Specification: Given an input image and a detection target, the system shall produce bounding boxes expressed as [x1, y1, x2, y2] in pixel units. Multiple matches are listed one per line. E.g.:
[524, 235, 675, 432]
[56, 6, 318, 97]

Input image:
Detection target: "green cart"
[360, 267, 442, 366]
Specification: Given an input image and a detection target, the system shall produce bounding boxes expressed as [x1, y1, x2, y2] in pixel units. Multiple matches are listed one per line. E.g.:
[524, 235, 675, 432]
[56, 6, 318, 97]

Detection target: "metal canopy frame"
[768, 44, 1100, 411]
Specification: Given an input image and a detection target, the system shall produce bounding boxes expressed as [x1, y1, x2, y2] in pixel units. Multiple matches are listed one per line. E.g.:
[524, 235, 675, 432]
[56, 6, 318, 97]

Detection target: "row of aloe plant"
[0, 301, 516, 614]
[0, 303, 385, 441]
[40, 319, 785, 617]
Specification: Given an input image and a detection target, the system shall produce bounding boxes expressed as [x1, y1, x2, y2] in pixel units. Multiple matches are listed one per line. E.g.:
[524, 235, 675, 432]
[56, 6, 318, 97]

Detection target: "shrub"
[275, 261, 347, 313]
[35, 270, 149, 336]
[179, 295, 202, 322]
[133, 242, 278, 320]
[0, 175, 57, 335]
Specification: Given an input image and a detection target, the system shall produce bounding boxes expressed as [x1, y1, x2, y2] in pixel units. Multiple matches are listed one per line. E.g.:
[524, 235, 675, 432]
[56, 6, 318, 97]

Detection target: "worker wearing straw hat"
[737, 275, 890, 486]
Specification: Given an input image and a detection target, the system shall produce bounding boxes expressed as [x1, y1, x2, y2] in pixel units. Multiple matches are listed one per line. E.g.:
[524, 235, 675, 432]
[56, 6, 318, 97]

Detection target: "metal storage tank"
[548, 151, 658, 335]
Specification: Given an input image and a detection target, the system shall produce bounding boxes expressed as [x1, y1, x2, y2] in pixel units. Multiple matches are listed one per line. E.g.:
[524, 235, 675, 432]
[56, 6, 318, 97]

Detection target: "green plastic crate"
++++++++++++++++++++
## DIRECTIVE
Copy out everything from the beginning of the items down to the line containing "[0, 175, 57, 335]", with that line included.

## THE RESPONSE
Specification: Given an input image and a detection target, the system shall produce bounding boxes expressed as [x1, y1, x2, y2] in pixel units. Multiple matches are listed one per line. E.g.:
[524, 235, 675, 432]
[56, 6, 318, 97]

Input image:
Detection target: "green cart"
[360, 267, 442, 366]
Specification: Given an input image and a detection target, the system shall produce bounding boxes expressed as [x1, y1, x2, y2] in pixel units. Multiple matches are listed one per line. E.g.:
[524, 235, 675, 432]
[56, 6, 318, 97]

Detection target: "metal canopy frame"
[768, 44, 1100, 411]
Specification: Given an input image and a detection target, the system shall produce bounding boxes expressed as [x1, y1, x2, y2] in pixel units. Multiple matches are listed one per line. E.g.:
[524, 235, 675, 432]
[56, 6, 318, 97]

Detection target: "row of aloe plant"
[0, 301, 516, 614]
[0, 303, 385, 441]
[40, 319, 785, 617]
Specification: Given an input image and a detection target, the system shall produce bounding boxes expressed as [x1, y1, x2, y2] in pixel units. Multiple matches are listed one per line. E.g.:
[524, 235, 675, 432]
[56, 6, 318, 97]

Detection target: "shrub"
[275, 261, 347, 313]
[35, 270, 149, 336]
[179, 295, 202, 322]
[133, 242, 278, 320]
[0, 175, 57, 335]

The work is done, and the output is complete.